Once Crisp returned, Ellsbury spent the next two months traveling route 95 back and forth between stints in Boston and Pawtucket.  When the rosters expanded in September he arrived in Beantown for the season’s last month.  He continued to create a buzz among media and fans, and finished the regular season with an average of .353 and added nine steals. 

Despite his instant big league success, Ellsbury found himself in a reserve role when the playoffs started.  It took until game 6 of the ALCS and Crisp to be mired deep in a slump for Ellsbury to get another opportunity to start.

Ellsbury made sure he wouldn’t be heading back to the bench as he proceeded to hit a blistering .453 in the World Series.  He became the first rookie in 61 years to compile four hits in one World Series game, and became the first rookie in history to hit two doubles in the same inning when he accomplished the feat in the third inning of game three.

If the Red Sox had opted to go with either veteran, the outlook of the team would have been significantly different.  They would have missed out on a second baseman filled with enough swagger and bravado to ignite an entire team.  Red Sox Nation would’ve been left to wonder if this Jacob Ell-something really had the same game changing speed Jose Reyes or Ichiro possess. 

Following the recent individual and team success that came with allowing Pedroia and Ellsbury their chance to play the Boston brass will again be faced with the question of whether to let a pair of up-and-comers challenge some veterans for starting roles on the 2008 version of the Red Sox.

Buchholz, like Ellsbury, started last season in AA.  After completely dominating the Eastern League hitters, he moved up to AAA  where he continued to experience success against more advanced hitters. 

When the Sox were hit with a few injuries, the organizations newest fire balling Texan shined in brief stints in the MLB.  Before arm fatigue shut him down for the rest of the season, Buchholz was poised to join Pedroia and Ellsbury on the postseason roster.

Despite his dominance at three levels, questions still remain about whether he should start 2008 in AAA or at the back of the big league rotation.  Even with Curt Schilling being out until at least July, the last rotation spot could still go to either Julian Tavarez or Kyle Snyder.

Buchholz has proven he’s as capable as either to get major league hitters out.  Very few pitchers have shown his kind of promise so early in their careers, and the Sox haven’t developed a pitcher with Buchholz’s kind of upside since another young flamethrower from Texas.

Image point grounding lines

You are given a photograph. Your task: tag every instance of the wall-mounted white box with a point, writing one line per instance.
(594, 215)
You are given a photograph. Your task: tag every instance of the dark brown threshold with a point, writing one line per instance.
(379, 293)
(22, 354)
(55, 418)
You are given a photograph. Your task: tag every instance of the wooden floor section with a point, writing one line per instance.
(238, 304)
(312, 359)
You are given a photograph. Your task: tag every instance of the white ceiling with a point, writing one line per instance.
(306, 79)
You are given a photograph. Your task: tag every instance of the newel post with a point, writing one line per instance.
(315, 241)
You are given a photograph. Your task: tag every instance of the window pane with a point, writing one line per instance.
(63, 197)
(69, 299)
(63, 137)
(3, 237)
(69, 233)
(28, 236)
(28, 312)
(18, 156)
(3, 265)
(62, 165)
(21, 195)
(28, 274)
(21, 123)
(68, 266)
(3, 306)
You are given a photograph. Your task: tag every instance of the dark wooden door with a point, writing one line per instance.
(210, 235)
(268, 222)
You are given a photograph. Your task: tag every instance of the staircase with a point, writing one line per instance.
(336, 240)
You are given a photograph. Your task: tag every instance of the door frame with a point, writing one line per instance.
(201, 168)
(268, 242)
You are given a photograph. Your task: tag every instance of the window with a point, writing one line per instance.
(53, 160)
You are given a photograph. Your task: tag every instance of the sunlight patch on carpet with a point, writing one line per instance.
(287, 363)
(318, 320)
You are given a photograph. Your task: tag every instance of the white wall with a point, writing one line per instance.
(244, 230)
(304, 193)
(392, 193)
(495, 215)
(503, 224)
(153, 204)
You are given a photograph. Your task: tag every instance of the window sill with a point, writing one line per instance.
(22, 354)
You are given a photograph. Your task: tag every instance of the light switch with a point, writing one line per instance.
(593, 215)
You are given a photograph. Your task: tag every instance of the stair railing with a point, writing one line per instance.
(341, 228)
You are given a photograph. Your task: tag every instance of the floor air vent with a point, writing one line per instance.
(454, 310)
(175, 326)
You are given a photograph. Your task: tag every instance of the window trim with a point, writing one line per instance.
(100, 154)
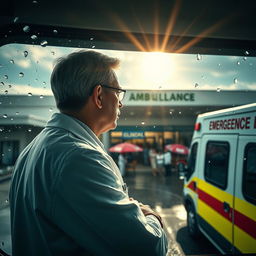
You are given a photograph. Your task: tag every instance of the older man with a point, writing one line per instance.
(67, 196)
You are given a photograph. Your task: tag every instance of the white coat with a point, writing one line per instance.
(67, 197)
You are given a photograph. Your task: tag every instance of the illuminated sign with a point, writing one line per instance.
(133, 135)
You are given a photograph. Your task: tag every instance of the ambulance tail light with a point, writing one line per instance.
(197, 127)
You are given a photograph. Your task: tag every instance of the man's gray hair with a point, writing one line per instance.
(75, 76)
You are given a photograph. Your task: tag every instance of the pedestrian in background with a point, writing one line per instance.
(167, 162)
(121, 164)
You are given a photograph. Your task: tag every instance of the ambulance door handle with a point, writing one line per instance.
(226, 207)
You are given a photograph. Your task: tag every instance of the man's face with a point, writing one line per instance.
(111, 105)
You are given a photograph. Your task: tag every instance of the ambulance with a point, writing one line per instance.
(220, 179)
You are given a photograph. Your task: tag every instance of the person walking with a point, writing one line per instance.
(167, 162)
(121, 164)
(67, 196)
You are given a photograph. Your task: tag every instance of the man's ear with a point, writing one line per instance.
(97, 96)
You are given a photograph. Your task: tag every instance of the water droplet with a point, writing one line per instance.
(26, 29)
(198, 57)
(15, 19)
(44, 43)
(33, 37)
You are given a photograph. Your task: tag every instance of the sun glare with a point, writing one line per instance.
(157, 67)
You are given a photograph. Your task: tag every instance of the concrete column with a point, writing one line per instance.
(106, 140)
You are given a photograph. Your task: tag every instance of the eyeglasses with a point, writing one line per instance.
(120, 92)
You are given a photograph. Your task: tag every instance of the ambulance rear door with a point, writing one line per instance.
(245, 196)
(216, 189)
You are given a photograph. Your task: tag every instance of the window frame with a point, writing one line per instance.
(223, 187)
(245, 157)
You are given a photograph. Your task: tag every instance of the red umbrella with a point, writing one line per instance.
(177, 148)
(125, 148)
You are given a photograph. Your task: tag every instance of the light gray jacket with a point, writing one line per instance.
(67, 197)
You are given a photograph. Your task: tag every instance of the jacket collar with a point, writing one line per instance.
(76, 127)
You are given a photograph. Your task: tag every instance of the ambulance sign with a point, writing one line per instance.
(236, 123)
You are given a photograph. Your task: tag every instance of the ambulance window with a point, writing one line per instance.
(192, 160)
(249, 173)
(216, 163)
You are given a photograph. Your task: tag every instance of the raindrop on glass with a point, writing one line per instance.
(25, 53)
(33, 37)
(16, 19)
(43, 43)
(198, 57)
(26, 29)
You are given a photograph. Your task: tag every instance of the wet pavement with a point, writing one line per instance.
(164, 194)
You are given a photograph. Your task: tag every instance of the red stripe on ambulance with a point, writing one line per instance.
(245, 223)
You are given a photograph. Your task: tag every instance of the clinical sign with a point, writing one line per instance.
(133, 135)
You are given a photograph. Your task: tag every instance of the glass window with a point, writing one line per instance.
(192, 160)
(216, 163)
(249, 173)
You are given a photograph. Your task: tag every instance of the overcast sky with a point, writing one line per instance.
(26, 69)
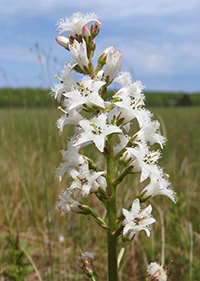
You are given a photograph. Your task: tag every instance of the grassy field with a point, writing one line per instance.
(29, 189)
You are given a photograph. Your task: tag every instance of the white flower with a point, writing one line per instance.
(150, 132)
(96, 131)
(76, 22)
(66, 81)
(63, 41)
(124, 139)
(72, 159)
(159, 185)
(84, 180)
(67, 203)
(79, 53)
(86, 94)
(137, 219)
(124, 78)
(156, 272)
(130, 109)
(140, 159)
(113, 62)
(72, 117)
(131, 90)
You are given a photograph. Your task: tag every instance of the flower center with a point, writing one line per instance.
(97, 129)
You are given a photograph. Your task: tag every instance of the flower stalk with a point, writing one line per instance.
(105, 124)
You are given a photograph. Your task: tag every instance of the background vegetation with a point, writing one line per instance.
(32, 230)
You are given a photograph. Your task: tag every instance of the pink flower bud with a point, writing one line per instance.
(95, 28)
(63, 41)
(86, 32)
(103, 56)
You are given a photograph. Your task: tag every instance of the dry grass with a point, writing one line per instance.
(29, 152)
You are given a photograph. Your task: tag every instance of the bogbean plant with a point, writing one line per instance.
(106, 123)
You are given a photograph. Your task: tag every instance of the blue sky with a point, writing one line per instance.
(159, 39)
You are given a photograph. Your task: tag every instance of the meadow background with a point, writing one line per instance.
(37, 243)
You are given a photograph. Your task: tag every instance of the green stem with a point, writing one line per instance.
(111, 212)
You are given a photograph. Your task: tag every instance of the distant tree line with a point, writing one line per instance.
(27, 97)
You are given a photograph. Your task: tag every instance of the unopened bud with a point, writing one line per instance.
(63, 41)
(95, 28)
(86, 33)
(103, 56)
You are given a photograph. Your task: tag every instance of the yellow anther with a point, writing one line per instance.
(61, 109)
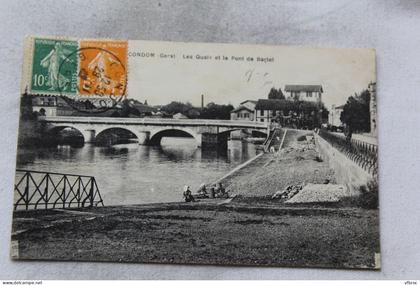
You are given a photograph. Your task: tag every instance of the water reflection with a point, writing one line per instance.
(132, 173)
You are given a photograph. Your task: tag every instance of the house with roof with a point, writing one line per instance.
(245, 111)
(310, 93)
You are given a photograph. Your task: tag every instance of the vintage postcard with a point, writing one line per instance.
(196, 153)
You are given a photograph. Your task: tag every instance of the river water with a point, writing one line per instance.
(137, 174)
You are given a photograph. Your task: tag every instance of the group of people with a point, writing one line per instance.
(215, 191)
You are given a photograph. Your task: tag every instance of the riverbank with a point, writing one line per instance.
(296, 163)
(202, 233)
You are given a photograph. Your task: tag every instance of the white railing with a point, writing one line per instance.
(154, 121)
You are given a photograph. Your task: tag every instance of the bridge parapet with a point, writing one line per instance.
(150, 130)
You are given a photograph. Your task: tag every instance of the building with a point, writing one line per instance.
(179, 116)
(245, 111)
(310, 93)
(267, 109)
(334, 116)
(372, 108)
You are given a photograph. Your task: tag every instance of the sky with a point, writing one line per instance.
(184, 71)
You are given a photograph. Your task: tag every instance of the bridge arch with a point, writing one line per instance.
(157, 135)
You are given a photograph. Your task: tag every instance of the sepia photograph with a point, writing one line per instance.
(197, 153)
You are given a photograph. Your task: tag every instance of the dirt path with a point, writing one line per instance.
(240, 234)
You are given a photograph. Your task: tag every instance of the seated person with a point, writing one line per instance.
(221, 191)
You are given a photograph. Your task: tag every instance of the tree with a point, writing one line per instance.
(176, 107)
(275, 94)
(356, 113)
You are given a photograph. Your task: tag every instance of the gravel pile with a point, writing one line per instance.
(297, 164)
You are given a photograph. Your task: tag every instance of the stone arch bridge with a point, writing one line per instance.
(207, 133)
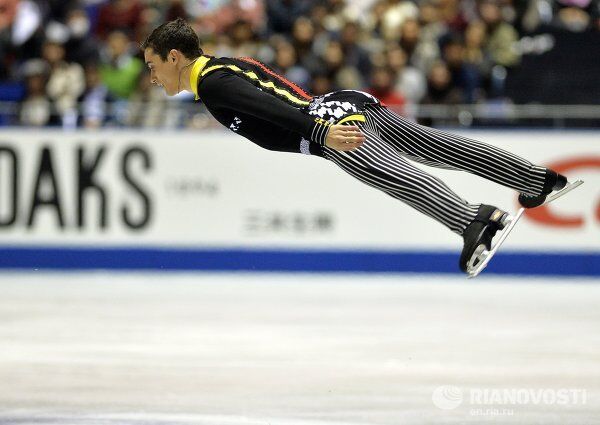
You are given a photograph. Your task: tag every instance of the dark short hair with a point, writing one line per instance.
(177, 34)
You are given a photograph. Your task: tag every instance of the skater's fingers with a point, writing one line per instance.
(349, 128)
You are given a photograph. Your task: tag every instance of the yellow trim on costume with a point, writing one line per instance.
(195, 74)
(355, 117)
(250, 74)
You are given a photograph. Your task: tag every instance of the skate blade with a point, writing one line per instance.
(485, 256)
(569, 187)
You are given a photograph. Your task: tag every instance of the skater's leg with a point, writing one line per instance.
(378, 164)
(445, 150)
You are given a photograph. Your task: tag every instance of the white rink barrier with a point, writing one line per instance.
(214, 201)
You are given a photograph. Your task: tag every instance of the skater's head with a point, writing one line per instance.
(168, 50)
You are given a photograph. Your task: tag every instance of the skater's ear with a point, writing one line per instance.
(173, 56)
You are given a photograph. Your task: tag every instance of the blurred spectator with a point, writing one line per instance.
(501, 36)
(439, 87)
(409, 81)
(124, 15)
(303, 40)
(148, 105)
(65, 83)
(242, 39)
(95, 99)
(120, 70)
(382, 87)
(464, 75)
(281, 14)
(355, 56)
(35, 110)
(80, 47)
(341, 75)
(395, 15)
(452, 14)
(286, 63)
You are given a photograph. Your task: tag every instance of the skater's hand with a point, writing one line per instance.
(344, 137)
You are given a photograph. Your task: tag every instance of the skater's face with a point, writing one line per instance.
(166, 74)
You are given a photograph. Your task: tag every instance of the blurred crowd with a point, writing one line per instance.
(77, 62)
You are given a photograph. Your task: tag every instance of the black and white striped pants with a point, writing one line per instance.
(381, 162)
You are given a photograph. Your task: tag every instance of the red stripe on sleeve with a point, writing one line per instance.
(294, 87)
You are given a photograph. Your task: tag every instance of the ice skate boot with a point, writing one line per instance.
(479, 234)
(556, 183)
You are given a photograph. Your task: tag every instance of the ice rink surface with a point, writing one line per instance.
(273, 349)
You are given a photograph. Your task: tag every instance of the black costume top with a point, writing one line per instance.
(252, 100)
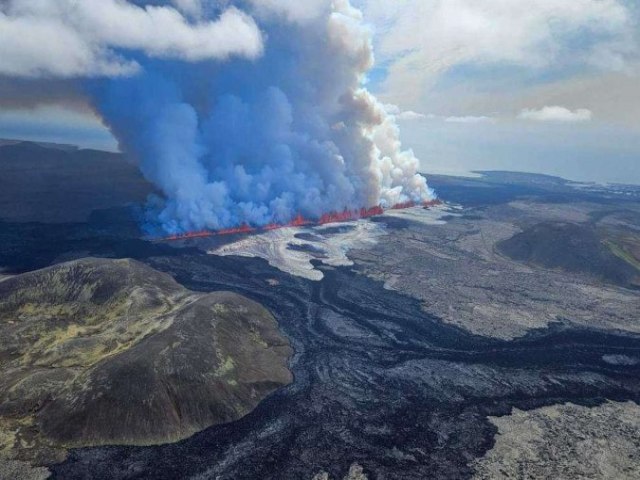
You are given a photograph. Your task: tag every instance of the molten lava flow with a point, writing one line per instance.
(334, 217)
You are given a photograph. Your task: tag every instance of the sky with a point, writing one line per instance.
(547, 86)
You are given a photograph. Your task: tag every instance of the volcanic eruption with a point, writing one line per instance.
(244, 113)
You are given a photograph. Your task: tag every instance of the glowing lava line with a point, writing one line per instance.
(335, 217)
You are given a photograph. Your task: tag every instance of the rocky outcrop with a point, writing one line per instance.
(98, 352)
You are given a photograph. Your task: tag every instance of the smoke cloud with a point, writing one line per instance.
(257, 126)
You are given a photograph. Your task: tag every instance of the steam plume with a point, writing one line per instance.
(255, 135)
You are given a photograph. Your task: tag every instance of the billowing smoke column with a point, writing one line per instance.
(264, 136)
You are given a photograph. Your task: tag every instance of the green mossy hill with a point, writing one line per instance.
(97, 352)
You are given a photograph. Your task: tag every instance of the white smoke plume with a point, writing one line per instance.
(254, 128)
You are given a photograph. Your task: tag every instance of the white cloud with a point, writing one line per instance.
(410, 115)
(67, 38)
(556, 114)
(294, 10)
(421, 39)
(469, 119)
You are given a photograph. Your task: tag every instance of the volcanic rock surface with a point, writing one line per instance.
(566, 441)
(98, 352)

▶ PROBLEM REQUIREMENTS
Extend the piece on the young Red Sox players above, picking up after its last sentence.

▶ ANSWER TO THIS PROBLEM
Jed Lowrie completes this year's rookie pair.  He has risen through the Red Sox system over the last few years by combining his exceptional ability to get on base with decent power from both sides of the plate.  Lowrie’s patient approach and ability to make adjustments at the plate allowed him to put together a season good enough to collect the organization’s minor league offensive player of the year award.  The Stanford graduate has worked hard to turn himself into at least an average shortstop, answering the biggest question people had about him.

After putting together a campaign that saw success in every aspect of his game, Lowrie is now knocking on Julio Lugo’s door at shortstop.  Lugo is still entrenched as the starter because Boston owes him $27 million, a hefty price tag for a bench player.

Since his trade from Tampa Bay to the Los Angeles Dodgers in mid-2006, Lugo has posted a meager .233 batting average while getting on-base at a less than .300 clip.  Lowrie has hit .298, posting an on-base upwards of .400, while adding a slugging percentage north of .500 for good measure.

The Red Sox got it right last season when they allowed to Pedroia to take the reigns at second base, and should give Lowrie the same chance this season to complete the homegrown double play tandem. 

Last season, the Boston Red Sox charted a different course then they’ve known in recent years, and it allowed them have their second parade roll through the streets of Boston in just four years. 

If the men in charge in Beantown follow the map they created just a year ago, Manny could be Manny on a duck-boat for the third time this decade, while two more rookies relish the experience of capturing an entire Nation.